• Parts of the exercise
1. Tally the lines in the listing that contain the string "sandy", treating uppercase and lowercase as different. Reply with the number alone.
2. Take the interview excerpt about the record attempts on the salt further, starting right after its last line.

• Text section

We went out there in 2016 and we actually did this record. There is a lot in between here and there but these are the main dots. In 2016 we went out there and I wanted to go 125-140. That was my goal and we ended up doing 147. And the way in which the team came together was amazing but we also had to figure out a dynamic which was between the car driver and myself. The car driver was Shea Holbrook. It was the last day of a four day event and we knew we had a lot more miles within us to get a higher record and it rained – it was so frustrating so we said we are coming back next year and we are going to take the overall record, without thinking. We put that goal out there and then we had to step back and go what did we just do? So, we didn’t come back in 2017 cause the salt conditions were horrible that year and it would have been very dangerous if we went. And we didn’t have a car. We were finding it very difficult as we didn’t have a car. We had previously had a sponsor give us a car to use which was a Range Rover in 2016 and they weren’t willing to give that to us again two years later. So we petitioned Fred Rompelberg who is the 1995 record holder at 166.9 cause he’d been keeping the car he used in storage in Utah so we said ‘can we use your car and yes we are going after your record’. We were very clear we were going after the overall record. And so we got the use of his car, came back this year, got beautiful salt conditions and completely nailed it.
Do you think it helped having the same team?

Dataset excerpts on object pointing
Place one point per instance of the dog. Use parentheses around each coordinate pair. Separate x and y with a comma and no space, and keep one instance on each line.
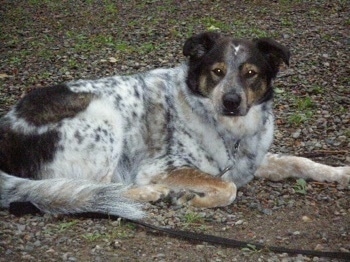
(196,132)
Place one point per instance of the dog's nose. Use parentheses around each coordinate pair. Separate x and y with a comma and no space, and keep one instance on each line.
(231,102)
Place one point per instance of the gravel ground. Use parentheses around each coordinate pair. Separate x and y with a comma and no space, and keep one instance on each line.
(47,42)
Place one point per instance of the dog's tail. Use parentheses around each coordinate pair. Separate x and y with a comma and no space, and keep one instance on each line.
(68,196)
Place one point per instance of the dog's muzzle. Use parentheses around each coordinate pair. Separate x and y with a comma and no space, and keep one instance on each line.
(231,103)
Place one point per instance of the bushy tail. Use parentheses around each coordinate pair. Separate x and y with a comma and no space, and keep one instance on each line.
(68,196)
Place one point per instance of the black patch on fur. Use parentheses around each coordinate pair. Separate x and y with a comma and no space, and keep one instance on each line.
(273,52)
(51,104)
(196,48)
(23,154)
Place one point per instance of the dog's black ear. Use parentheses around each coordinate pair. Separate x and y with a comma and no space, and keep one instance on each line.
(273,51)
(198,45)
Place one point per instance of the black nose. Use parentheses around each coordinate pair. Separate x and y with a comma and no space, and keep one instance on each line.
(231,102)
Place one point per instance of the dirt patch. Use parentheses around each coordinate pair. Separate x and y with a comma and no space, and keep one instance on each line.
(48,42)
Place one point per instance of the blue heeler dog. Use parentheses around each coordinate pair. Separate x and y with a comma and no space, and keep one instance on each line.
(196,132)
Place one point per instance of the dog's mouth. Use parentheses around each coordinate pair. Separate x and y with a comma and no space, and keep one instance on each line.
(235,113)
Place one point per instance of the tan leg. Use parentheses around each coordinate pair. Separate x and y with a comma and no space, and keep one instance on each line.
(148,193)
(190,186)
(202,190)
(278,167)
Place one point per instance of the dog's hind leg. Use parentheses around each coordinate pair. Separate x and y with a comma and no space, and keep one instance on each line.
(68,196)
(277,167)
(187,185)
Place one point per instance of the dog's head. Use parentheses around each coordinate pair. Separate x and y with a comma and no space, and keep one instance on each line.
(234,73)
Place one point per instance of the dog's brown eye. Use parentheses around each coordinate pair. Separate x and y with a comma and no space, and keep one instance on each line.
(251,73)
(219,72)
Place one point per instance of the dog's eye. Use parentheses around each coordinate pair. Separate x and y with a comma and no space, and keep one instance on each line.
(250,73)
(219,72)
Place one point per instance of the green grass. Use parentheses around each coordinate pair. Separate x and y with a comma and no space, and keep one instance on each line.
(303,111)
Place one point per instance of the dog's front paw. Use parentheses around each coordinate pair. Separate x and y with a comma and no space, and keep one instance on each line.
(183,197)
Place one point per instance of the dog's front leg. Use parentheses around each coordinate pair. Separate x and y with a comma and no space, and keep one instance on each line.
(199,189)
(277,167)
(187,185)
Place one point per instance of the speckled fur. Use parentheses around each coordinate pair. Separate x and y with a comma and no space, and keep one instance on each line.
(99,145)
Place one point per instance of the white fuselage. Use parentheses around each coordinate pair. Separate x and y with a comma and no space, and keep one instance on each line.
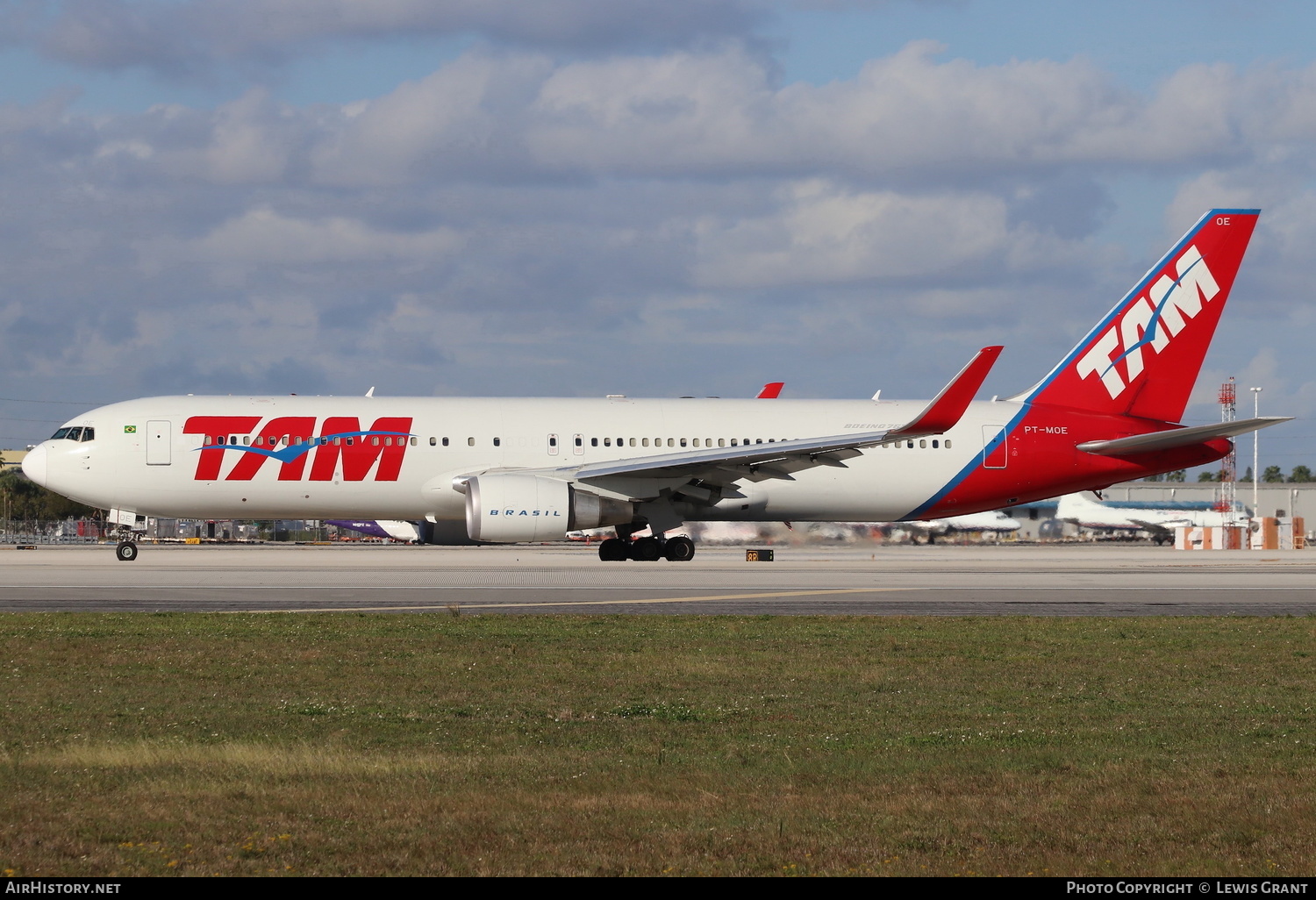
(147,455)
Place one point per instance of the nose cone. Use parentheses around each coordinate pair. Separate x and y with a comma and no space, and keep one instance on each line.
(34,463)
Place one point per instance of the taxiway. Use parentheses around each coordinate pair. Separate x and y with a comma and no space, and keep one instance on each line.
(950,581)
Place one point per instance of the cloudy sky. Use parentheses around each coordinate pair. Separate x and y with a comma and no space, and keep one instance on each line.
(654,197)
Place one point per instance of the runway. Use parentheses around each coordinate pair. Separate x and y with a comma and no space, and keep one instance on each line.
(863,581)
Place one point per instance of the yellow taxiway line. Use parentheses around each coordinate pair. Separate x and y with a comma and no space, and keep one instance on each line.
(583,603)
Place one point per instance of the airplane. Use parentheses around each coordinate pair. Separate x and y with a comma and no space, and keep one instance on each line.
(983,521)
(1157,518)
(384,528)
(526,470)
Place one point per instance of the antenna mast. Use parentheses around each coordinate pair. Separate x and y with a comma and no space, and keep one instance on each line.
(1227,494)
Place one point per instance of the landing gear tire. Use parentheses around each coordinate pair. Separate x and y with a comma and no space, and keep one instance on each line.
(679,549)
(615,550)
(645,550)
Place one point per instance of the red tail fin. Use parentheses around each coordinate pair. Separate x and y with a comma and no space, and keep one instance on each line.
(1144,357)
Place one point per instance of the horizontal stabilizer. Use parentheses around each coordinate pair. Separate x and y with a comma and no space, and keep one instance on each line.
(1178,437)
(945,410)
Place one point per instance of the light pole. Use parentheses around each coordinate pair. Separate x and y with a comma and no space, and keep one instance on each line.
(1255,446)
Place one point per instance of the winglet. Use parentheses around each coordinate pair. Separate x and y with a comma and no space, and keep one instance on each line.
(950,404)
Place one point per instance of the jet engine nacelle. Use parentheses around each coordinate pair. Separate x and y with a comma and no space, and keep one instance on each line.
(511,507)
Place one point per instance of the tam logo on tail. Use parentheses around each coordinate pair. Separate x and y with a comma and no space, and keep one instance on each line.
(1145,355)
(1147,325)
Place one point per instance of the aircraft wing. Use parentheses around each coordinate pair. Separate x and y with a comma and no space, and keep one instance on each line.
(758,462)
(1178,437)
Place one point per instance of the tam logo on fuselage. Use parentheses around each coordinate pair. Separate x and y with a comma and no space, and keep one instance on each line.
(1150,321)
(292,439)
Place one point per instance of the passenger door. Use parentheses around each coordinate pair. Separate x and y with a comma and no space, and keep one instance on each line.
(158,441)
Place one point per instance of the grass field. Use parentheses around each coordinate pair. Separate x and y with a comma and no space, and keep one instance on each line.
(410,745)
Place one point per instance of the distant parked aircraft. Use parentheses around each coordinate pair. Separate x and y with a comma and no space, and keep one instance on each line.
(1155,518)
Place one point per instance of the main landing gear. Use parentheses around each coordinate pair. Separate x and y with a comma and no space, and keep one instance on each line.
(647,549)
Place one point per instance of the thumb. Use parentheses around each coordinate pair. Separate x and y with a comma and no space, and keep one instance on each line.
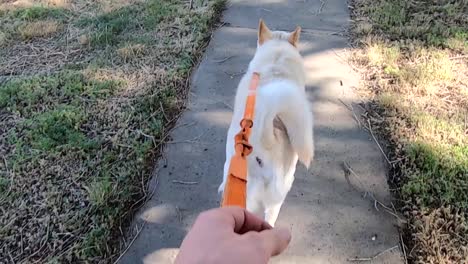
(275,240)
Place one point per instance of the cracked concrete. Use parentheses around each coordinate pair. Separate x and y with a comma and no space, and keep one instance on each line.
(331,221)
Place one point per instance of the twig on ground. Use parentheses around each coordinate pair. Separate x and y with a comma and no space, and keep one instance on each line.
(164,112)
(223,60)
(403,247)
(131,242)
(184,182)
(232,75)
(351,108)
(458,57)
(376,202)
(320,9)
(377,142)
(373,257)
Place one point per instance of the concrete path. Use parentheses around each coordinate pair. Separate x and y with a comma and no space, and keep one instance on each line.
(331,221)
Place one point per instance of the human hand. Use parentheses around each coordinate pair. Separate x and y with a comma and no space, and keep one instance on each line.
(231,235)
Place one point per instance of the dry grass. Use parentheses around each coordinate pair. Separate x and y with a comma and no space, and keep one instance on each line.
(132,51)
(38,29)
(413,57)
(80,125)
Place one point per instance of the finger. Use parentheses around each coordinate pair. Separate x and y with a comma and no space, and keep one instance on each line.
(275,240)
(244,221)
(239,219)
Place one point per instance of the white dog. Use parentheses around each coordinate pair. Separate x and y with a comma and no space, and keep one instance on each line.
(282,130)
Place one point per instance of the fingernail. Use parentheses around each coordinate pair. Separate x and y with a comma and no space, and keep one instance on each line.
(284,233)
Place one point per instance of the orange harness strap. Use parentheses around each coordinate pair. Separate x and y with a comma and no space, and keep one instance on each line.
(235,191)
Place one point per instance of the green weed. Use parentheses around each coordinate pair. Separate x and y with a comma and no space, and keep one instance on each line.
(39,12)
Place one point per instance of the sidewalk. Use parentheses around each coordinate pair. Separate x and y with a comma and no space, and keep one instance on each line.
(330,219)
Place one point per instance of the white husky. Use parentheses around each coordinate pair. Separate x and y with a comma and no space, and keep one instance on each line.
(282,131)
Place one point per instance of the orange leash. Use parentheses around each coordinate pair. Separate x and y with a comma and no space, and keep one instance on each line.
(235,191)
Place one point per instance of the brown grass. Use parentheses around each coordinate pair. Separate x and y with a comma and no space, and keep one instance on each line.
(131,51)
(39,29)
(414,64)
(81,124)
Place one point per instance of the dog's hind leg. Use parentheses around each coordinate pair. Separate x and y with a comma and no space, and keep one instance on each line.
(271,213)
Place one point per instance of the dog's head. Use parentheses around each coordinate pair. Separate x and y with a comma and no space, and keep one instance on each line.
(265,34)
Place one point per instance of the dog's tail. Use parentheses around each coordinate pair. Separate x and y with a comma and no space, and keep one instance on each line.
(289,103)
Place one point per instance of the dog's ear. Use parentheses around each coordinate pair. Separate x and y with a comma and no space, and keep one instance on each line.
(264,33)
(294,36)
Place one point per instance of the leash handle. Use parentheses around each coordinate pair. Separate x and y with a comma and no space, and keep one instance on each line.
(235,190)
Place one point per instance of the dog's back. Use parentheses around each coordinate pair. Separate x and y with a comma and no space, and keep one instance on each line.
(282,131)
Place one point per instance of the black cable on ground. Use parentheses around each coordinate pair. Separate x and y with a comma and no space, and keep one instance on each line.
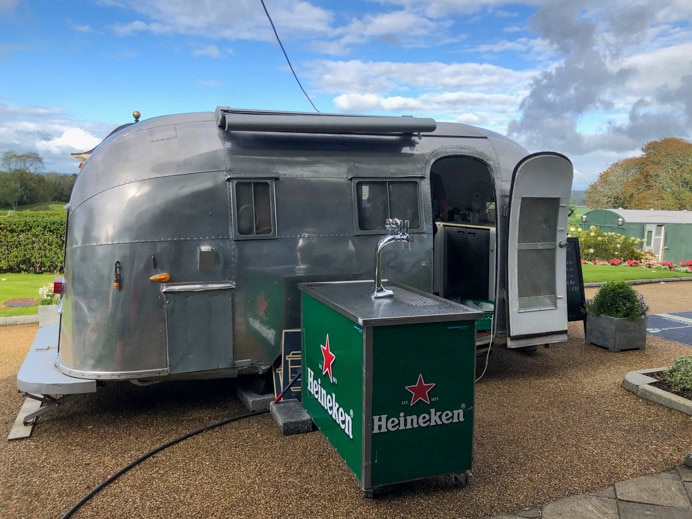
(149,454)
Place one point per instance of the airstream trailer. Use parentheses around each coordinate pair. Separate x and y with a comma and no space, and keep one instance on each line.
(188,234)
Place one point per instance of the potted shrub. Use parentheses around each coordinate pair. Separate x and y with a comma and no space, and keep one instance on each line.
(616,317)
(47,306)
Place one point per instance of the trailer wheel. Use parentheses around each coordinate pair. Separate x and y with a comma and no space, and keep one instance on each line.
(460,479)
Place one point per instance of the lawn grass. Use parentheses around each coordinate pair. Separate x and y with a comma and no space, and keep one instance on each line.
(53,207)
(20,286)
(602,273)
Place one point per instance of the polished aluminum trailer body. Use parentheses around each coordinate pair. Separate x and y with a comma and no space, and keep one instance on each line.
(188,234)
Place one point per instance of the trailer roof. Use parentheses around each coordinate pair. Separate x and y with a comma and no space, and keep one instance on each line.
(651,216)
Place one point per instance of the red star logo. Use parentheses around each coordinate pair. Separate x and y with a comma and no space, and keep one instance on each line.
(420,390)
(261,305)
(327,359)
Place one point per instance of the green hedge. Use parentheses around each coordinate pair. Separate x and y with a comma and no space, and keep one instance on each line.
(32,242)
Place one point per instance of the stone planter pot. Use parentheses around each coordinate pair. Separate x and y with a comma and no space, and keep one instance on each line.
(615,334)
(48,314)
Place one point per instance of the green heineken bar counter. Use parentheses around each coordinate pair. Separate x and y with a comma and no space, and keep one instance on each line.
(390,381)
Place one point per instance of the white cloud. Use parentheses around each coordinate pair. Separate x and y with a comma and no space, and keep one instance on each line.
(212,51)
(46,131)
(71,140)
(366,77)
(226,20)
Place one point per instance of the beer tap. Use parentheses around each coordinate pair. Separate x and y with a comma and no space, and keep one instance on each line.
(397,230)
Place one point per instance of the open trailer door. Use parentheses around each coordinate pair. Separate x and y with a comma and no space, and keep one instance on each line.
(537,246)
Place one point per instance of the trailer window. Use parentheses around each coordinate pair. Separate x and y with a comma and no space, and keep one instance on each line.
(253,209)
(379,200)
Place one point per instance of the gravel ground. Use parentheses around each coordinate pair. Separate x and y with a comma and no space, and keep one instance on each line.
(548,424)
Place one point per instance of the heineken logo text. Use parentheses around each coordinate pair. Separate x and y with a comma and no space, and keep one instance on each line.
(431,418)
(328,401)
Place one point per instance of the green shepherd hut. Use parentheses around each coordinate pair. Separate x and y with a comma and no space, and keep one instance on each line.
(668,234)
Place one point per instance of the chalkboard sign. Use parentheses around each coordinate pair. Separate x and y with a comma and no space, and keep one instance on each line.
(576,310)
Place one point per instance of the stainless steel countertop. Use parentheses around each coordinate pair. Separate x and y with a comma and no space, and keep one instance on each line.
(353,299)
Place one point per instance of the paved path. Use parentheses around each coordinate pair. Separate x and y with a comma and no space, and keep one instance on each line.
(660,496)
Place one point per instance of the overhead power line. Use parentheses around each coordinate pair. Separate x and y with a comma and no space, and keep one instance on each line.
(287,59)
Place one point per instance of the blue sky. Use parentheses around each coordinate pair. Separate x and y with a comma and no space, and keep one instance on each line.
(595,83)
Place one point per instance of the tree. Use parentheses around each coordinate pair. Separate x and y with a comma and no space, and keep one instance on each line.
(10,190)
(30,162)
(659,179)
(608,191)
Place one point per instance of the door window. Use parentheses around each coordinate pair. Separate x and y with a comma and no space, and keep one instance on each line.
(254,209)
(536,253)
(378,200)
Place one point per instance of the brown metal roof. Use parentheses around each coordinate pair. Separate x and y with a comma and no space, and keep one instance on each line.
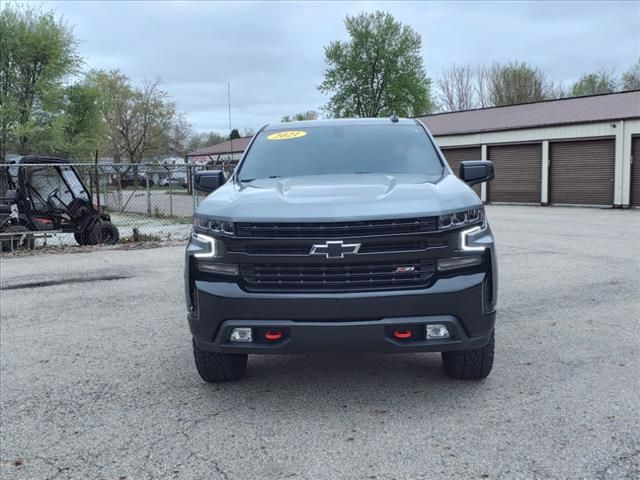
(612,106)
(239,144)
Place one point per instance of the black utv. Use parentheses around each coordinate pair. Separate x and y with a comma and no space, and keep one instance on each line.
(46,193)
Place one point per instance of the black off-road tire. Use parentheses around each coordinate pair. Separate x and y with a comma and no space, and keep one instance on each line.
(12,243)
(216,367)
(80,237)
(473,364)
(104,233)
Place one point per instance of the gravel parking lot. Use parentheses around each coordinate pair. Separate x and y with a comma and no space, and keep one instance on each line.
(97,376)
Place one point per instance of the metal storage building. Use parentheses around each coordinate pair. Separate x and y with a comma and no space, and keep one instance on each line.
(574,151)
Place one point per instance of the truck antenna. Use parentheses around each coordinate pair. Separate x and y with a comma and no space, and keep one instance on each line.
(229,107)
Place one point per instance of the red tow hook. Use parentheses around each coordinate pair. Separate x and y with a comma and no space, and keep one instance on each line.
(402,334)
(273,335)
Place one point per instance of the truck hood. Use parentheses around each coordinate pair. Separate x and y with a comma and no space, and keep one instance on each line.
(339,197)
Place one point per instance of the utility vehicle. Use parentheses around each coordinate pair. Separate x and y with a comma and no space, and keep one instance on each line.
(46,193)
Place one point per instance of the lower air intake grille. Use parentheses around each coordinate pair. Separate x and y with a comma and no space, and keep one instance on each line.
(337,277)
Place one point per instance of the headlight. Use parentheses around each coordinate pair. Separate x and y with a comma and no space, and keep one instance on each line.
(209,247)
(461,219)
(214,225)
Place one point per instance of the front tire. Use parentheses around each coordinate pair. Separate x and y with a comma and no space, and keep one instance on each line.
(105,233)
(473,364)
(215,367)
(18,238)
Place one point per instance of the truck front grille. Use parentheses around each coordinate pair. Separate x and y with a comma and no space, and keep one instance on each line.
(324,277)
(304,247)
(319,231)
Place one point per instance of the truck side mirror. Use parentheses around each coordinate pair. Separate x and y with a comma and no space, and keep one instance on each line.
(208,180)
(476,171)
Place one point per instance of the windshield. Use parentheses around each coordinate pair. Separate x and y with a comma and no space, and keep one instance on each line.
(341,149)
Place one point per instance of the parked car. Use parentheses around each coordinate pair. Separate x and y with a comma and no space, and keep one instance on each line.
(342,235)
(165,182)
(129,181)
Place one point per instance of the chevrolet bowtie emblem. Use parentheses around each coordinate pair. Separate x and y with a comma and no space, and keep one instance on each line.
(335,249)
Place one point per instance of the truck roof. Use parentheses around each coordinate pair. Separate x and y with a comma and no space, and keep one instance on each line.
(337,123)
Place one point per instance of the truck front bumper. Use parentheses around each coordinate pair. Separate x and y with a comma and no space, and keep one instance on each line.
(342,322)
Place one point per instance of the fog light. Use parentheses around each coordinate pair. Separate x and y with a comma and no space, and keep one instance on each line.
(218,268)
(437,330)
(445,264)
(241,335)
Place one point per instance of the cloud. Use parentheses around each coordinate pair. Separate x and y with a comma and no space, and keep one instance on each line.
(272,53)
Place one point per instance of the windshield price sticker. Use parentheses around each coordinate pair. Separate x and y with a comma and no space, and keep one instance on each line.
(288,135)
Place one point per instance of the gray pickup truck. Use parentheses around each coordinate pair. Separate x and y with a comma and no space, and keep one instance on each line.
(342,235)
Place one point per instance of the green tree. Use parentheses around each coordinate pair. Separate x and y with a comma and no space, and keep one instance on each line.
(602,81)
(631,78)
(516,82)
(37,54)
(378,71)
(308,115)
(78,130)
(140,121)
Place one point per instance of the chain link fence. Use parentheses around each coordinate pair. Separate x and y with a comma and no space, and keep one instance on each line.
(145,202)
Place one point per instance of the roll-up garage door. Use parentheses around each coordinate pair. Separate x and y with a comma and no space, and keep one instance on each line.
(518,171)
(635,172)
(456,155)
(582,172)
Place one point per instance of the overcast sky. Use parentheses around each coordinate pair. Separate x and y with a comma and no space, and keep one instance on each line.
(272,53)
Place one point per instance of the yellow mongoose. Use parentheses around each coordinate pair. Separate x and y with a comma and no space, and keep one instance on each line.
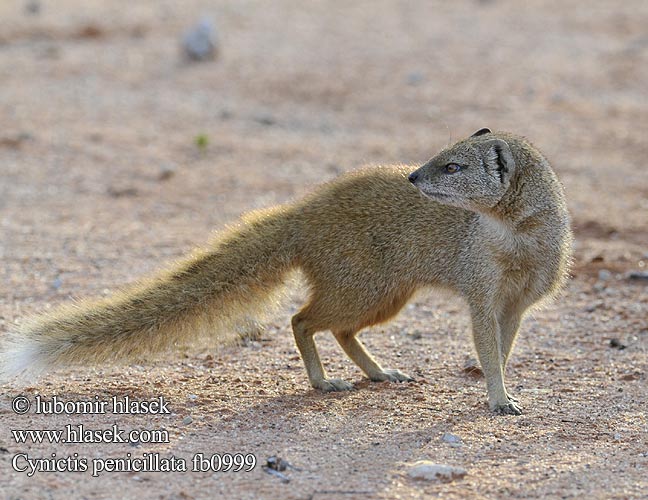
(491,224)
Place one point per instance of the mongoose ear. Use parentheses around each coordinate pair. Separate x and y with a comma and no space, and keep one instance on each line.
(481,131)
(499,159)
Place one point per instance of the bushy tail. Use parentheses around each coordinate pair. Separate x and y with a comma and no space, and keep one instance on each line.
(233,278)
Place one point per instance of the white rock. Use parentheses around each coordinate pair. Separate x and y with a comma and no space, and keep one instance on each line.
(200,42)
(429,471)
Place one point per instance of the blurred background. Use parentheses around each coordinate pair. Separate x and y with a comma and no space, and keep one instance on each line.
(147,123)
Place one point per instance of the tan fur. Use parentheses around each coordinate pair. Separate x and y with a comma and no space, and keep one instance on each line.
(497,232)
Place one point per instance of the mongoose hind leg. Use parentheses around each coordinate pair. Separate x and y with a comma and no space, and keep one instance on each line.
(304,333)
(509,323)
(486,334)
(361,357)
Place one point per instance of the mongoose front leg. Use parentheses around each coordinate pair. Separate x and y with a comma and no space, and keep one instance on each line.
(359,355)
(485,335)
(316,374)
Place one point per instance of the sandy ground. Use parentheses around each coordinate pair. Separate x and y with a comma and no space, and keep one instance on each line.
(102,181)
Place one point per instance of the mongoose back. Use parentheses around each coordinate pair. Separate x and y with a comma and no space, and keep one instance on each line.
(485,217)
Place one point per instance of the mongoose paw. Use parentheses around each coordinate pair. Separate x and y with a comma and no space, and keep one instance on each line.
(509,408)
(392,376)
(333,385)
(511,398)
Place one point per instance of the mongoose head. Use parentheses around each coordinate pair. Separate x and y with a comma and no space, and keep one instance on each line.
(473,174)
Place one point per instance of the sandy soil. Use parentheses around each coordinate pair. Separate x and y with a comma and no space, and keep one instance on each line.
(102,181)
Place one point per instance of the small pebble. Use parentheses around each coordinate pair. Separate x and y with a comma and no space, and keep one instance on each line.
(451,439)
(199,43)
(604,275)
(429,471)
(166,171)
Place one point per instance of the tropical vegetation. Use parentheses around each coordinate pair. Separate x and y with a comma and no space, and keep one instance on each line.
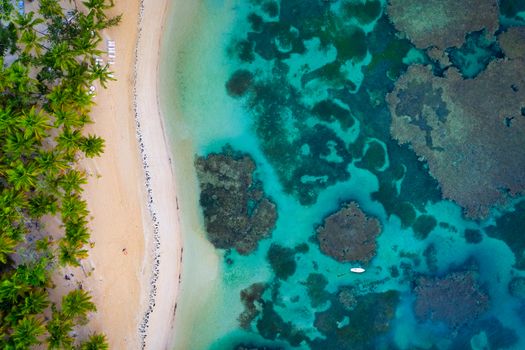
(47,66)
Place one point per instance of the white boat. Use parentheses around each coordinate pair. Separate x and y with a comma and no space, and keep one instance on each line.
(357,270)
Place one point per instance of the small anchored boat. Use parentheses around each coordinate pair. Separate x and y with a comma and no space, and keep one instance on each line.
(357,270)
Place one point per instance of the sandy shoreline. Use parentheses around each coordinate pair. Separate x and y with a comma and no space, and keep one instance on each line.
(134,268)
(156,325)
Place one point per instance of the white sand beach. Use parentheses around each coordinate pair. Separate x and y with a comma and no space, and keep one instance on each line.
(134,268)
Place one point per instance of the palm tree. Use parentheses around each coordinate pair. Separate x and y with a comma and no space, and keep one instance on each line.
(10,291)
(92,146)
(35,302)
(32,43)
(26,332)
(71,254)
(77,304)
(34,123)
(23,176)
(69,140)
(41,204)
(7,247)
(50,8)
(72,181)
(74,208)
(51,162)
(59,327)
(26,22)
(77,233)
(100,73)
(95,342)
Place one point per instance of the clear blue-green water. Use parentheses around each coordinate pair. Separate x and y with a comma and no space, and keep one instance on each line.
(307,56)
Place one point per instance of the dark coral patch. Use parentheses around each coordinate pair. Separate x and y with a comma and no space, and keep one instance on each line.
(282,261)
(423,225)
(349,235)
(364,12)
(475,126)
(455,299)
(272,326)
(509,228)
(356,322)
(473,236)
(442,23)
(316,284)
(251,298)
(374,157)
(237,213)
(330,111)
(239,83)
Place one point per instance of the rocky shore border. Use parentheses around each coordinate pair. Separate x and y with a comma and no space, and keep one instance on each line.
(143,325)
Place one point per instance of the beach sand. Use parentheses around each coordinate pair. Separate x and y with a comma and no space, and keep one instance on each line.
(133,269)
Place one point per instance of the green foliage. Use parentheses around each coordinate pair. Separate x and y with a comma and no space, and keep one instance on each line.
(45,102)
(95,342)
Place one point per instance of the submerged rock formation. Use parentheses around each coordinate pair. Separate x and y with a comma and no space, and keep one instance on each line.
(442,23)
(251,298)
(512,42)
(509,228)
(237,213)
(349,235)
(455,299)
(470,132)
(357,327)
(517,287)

• Replies
1. 3

2.
Absolutely I think, especially for the driver. The driver, Shea Holbrook and myself got what she is doing in the cockpit of that car. It directly influences what I need to be doing in the back – if she doesn’t push herself I’ll never be able to do it. And we had a bunch of issues with the car preparing it – so I never got a test run. Back in 2016, granted I’d never done it before, I got 10 test runs and in the event we had seven runs. So we have 17 experiences behind us coming into 2018. If I had a new pace car driver we would have to start over. I only did three runs and that third run was the record so if we hadn’t had that experience together I do not believe we would have done the record as quickly or as easily as we got that record because we wouldn’t have had that experience.
When was the marathon that inspired you?
The original marathon was the San Diego Rock and Roll Marathon in 2009. My son and I did in 2010.
It was a long journey then…
Oh yes. In fact when John Howard bought up the land-speed record it was 2012 and we were supposed to do it in 2015 but we didn’t have everything together, again we didn’t have a car sponsor then. That was a huge part of it but we got pushed from 2015, but that was lucky as in 2015, cause we do this in conjunction with another event which is going on so we don’t have to pay all the event fees, it got rained out so it became a four year journey. And by opening our mouths what started as a three year journey became a six year journey. It was never meant to be a six year goal. It was meant to be a three year, ‘one and we are done’ goal. But it ended up being six.
How did you celebrate?
Well, we were in the middle of nowhere in Utah so not a lot of places to celebrate but we did take the team out to a local casino and had a couple of margaritas. That was how we celebrated. Literally the next day everyone dispersed off in their own directions. We had Matt Stone who came all the way over from the UK to be our photographer. He found me on Linkedin. He said I love cars, I love cycling, I would love to be involved. We have a tonne of photographers out here, much closer but we talked to him via Skype and he had such a passion for this we said ok. Shey Holbrook our driver came from Florida, we had people from Washington, the mechanics, we had people coming from all over to be part of this team. We accomplished it on the Sunday. The event actually went one more day but everyone dispersed on Monday and so we had celebrations on the Sunday night and by the Monday night me and my husband and the dragster were in Reno, Nevada which was 400 miles away for a bicycle show and it was a once a year show. We had two solid days at the show and then I just wanted to be home.
What bike?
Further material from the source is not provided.